• [Document segment]:
# Loaches scratching on rocks



## Marshall (Jul 8, 2013)

*Loaches scratching on rocks - Ich?*

So today I noticed my spotted loach scratching on the rocks, 

Upon closer inspection, I noticed what seems like small spots on my rainbows tail when I looked in the light, one has it more than the other...

At first I thought it looked like the tiny bubbles after a water change but I suspect it may be ich,

I raised the temp a little for now, I'll try to bring it up to 82-84 over a couple hours, and I'll get some ich meds tomorrow, 

Couple questions:

Should I do my weekly water change before I treat the tank of leave it as is for now?

There are danios, tiger barbs, rainbows, otos and loaches in the tank, are any of these fish sensitive to ich meds?

While treating the tank, how often should I change water?


----------



## dalfed (Apr 8, 2012)

http://www.*******************.com/profiles/angelicus-loach/ recommends half dosage for ich
EDIT I guess we can't put tropical^fishkeeping on the posts lol


----------



## coralbandit (Jul 29, 2012)

Change water before meds.Most loaches are scaleless fish so 1/2 dose is a good safe start.If he seems fine on day 2 or 3 addin another 1/4 of the dose.My clown loaches have handled more than full doses of rid ich plus before,but better safe then sorry.
Changin water during the treatment time is always good as long as you enough meds to redose replacement water.Mixingthe high temp and meds is a little risky ,so maybe around 80 is safer.If ypu are running an HOB lowering the water level an inch or 2 helps keep the water better oxygenated.


----------



## Marshall (Jul 8, 2013)

thanks all, I'll get on it tonight


----------



## Marshall (Jul 8, 2013)

my wife saw NOX-ICH meds at the lps, 50/50 sodium chloride/malachite green.

anybody know it, or should i go find some quick cure?


----------



## coralbandit (Jul 29, 2012)

Reading up a little sodium chloride is salt!So since both salt and malachite green are recommended treatments it is worth a try.The only difference from the nox ich and rid ich/quick cure is formulin instead of salt.Formulin is a "coy" name for formaldehyde which many are really against.If it is possible I would go with the quick cure or rid ich,but if the nox ich is all that is available then use it.If it is a matter of a couple of days even use the nox ich as fast treatment can be as important as the treatment.


----------



## Marshall (Jul 8, 2013)

• [What you will do]:
a: Do these statements agree with the loach ich thread? Answer yes or no for each, quoting the deciding words. (i) coralbandit advises changing the water before adding the meds. (ii) coralbandit says combining the high temperature with the meds carries no risk. (iii) Marshall's wife saw NOX-ICH meds at the lps.
b: Can you continue the loach ich thread from its final line?

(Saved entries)
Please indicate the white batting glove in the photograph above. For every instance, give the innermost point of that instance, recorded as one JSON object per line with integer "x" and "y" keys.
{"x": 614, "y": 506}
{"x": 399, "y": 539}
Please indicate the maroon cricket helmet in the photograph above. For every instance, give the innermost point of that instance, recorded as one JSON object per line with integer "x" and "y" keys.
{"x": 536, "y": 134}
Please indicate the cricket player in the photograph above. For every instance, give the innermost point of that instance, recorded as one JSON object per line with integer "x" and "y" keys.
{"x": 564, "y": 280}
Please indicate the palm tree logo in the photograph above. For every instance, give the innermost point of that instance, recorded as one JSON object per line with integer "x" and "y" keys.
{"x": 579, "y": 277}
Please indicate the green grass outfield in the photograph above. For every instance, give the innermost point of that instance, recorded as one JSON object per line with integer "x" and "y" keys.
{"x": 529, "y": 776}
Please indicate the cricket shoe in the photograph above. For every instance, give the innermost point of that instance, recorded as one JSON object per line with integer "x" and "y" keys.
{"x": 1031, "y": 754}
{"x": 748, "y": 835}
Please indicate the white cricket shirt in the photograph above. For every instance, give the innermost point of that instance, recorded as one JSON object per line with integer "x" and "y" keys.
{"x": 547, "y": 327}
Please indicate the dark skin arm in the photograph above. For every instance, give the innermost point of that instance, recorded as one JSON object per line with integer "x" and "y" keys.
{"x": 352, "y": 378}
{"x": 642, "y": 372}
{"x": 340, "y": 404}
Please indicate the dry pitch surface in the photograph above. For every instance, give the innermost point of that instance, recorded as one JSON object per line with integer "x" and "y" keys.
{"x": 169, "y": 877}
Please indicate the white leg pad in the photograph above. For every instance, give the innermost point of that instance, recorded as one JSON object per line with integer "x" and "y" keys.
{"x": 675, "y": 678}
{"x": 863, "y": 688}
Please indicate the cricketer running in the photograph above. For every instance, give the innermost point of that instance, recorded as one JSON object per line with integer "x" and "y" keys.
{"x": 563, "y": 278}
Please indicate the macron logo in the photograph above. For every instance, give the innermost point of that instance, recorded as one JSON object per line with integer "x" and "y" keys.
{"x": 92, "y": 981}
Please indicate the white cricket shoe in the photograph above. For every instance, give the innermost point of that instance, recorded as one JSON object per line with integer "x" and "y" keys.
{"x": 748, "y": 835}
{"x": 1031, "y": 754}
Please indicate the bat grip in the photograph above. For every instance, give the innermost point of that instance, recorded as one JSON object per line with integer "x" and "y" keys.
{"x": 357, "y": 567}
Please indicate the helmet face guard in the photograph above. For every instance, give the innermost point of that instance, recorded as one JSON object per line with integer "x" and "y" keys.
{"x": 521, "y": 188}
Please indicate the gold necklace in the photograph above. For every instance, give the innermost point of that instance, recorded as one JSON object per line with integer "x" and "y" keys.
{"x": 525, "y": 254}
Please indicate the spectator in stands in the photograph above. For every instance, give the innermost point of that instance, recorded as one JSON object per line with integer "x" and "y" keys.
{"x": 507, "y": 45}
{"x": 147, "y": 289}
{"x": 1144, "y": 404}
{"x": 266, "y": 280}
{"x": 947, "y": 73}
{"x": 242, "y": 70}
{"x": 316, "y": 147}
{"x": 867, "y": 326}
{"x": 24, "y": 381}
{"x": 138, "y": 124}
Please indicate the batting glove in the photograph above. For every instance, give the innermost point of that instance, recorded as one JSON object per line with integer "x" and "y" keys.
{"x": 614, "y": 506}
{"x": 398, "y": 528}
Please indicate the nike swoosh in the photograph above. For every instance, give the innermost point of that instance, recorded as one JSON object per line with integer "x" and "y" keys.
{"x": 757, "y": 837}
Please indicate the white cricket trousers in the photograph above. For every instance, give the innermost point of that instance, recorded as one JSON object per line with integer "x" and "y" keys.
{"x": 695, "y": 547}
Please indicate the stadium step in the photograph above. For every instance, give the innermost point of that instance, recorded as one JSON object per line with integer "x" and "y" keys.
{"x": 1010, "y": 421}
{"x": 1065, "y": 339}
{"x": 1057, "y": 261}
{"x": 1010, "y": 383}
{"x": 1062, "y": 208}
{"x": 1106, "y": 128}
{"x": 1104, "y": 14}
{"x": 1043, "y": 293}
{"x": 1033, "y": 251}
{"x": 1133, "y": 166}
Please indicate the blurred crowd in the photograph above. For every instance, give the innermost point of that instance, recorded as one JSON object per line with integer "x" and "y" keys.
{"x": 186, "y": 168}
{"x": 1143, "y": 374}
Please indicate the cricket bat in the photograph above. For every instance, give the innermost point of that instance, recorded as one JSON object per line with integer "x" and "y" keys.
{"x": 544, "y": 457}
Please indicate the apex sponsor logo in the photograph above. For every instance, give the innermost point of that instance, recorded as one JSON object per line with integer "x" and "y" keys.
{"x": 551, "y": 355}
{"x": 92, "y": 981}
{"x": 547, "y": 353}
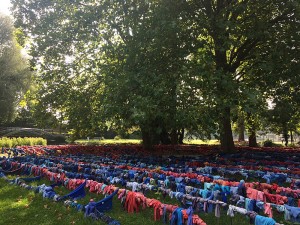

• [Your responses]:
a: (i) Yes: "Change water before meds." (ii) No: "Mixingthe high temp and meds is a little risky" (iii) Yes: "my wife saw NOX-ICH meds at the lps"

b:
So I picked up some API super ich cure, it's the best I could find around here, I'll do a half dose tonight after my water change

Only problem now is I see some spots on my platties in my other tank, probably from sharing cleaning tools...but this tank has my new bamboo shrimp, can they also handle a half dose?


----------



## coralbandit (Jul 29, 2012)

Inverts(your shrimp) will probly not do well with meds.If you can isolate them or move infected fish into one tank then you will not have to subject them to the meds.
Get all fish in one tank leave the shrimp in the other tank and treat fish.
NO FISH GO BACK WITH THE SHRIMP FOR 2-3 WEEKS.The ich can not live off of the shrimp although they (the shrimp) can carry/transport the ich.
The life cycle of ich says it should be dead from lack of host in 2-3 weeks(really less,but better safe then sorry).


----------



## Marshall (Jul 8, 2013)

I don't know how well platties will do with a bunch of tiger barbs...

Is there a chance the shrimp will be ok, the bottle only mentions scaleless fish and marine corals being an issue


----------



## coralbandit (Jul 29, 2012)

I don't have shrimp anymore and never tried to treat any tank with them,but I would think the mention of corals rules out shrimp also(inverts).If the bottle says it is safe for inverts specifically then maybe?Possibly a divider to keep the TB away from the platies could be used?


----------



## jrman83 (Jul 9, 2010)

I would not put any med in a tank with shrimp. The outcome is usually not good.


----------



## Marshall (Jul 8, 2013)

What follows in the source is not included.